◆ Bacaan untuk ditelaah
__________
Penderita ulkus peptikum mempunyai kemungkinan lebih besar untuk sembuh jika
berhenti merokok dibandingkan mereka yang berobat tetapi tetap merokok. Merokok
juga meningkatkan risiko infeksi bakteri Helicobacter pylori dan meningkatkan
risiko ulserasi oleh alkohol dan obat pereda nyeri yang dijual bebas.
Rokok mengandung ± 4000 bahan kimia, asap
yang terkandung dalam rokok mengandung berbagai macam zat yang sangat reaktif
terhadap lambung. Nikotin dan kadmium adalah dua zat yang sangat reaktif yang
dapat mengakibatkan luka pada lambung. Ketika seseorang merokok, nikotin akan
mengerutkan dan melukai pembuluh darah pada dinding lambung. Iritasi ini memicu
lambung memproduksi asam lebih banyak dan lebih sering dari biasanya. Nikotin
juga memperlambat mekanisme kerja sel pelindung dalam mengeluarkan sekresi
getah yang berguna untuk melindungi dinding dari serangan asam lambung. Jika
sel pelindung tidak mampu lagi menjalankan fungsinya dengan baik, maka akan
timbul gejala dari penyakit gastritis.
__________
◆ Cuplikan data
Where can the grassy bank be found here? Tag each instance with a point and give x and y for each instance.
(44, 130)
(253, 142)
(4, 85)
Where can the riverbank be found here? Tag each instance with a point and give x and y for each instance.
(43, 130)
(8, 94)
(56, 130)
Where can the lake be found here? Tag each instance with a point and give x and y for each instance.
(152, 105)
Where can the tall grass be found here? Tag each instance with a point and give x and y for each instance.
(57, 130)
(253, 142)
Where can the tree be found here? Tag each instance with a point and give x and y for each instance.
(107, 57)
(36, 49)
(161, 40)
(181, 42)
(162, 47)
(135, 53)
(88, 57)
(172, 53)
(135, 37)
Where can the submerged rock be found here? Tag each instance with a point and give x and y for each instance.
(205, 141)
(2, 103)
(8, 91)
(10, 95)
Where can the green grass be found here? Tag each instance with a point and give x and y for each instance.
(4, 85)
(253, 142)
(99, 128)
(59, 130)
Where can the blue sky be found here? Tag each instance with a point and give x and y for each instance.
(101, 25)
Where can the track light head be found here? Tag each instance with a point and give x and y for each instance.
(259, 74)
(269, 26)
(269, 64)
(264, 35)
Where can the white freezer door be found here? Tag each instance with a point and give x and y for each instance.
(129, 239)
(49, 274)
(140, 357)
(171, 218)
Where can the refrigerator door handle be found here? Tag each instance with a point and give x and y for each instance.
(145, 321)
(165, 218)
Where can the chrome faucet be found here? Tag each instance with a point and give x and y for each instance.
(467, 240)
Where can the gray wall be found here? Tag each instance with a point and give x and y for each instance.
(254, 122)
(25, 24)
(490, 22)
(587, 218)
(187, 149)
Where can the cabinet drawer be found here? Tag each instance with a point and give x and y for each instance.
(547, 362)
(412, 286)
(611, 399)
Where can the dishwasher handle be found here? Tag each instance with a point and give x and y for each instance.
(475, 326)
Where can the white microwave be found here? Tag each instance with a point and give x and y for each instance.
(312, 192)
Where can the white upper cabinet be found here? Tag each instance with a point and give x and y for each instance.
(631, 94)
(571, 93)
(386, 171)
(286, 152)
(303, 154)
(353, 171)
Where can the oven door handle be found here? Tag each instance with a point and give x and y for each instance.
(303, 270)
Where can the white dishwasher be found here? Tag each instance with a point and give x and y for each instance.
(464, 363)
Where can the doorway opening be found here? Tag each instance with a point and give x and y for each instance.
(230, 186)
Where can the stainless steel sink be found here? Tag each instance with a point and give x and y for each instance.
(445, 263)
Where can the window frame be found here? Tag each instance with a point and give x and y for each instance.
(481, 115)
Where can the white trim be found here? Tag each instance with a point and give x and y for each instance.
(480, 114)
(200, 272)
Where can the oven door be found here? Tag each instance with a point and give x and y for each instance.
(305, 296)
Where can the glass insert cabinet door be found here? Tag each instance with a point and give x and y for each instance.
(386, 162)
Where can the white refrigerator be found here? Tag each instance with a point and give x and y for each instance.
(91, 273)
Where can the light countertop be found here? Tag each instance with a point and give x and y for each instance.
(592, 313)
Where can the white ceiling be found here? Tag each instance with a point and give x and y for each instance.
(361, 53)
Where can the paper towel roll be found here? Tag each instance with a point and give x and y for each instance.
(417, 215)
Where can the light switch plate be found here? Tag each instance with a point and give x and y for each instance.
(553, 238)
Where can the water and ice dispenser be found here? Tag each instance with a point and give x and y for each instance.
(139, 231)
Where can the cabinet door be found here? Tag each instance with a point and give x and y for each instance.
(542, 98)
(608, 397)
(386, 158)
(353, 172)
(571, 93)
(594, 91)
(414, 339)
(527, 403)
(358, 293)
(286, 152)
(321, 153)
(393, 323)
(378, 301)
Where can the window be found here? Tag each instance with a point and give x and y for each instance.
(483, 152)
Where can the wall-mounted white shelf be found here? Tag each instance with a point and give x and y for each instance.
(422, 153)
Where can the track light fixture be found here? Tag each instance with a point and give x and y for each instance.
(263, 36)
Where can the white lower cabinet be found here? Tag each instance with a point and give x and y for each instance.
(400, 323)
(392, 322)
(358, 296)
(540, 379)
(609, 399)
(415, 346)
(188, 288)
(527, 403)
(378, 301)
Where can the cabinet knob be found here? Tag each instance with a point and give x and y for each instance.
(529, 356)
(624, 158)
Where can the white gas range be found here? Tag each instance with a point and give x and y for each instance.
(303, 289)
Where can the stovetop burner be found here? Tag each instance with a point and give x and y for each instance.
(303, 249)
__________
◆ Kerjakan berikut ini
1. Menurut teks tentang rokok dan lambung, mengapa lambung memproduksi asam lebih banyak dan lebih sering dari biasanya ketika seseorang merokok? Jawab dalam satu sampai tiga kalimat.
2. Lanjutkan teks tentang rokok dan lambung, dimulai setelah kalimat terakhirnya.

◆ Hasil jawaban
1. Ketika seseorang merokok, nikotin mengerutkan dan melukai pembuluh darah pada dinding lambung. Iritasi inilah yang memicu lambung memproduksi asam lebih banyak dan lebih sering dari biasanya.

2.
Penyebab-penyebab gangguan
pencernaan tersebut telah sesuai dengan penelitian yang dilakukan oleh Angerbach
dalam tesis Dr. Desdiani pada 640 pekerja di pabrik industry kimia pada tahun
1980 yang menemukan bahwa Factor risiko yang dapat menyebabkan gangguan
pencernaan adalah salah cerna/indigestion akibat pola makan yang tidak teratur
seperti terlambat makan, makan terburu-buru, makan makanan yang telah dingin,
jenis makanan fast food, berminyak, kadar lemak tinggi. Selain itu konsumsi
kopi, alcohol dan merokok juga dapat memperburuk kesehatan.
D.
Pencegahan
Gangguan Pencernaan
Seperti yang disebutkan bahwa gangguan
pencernaan bermacam-macam dan penyebabnya pun berbeda-beda namun untuk
melakukan tindakan pencegahan agar penyakit pencernaan dapat dihindari yaitu:
1. Menjaga
waktu makan tidak terlalu berdekatan agar makanan dapat dicerna dengan sempurna
2. Meningkatkan
konsumsi makanan yang kaya akan serat. Seperti buah alpukat, pisang,
kacang-kacangan, gandum, bayam, kentang serta labu.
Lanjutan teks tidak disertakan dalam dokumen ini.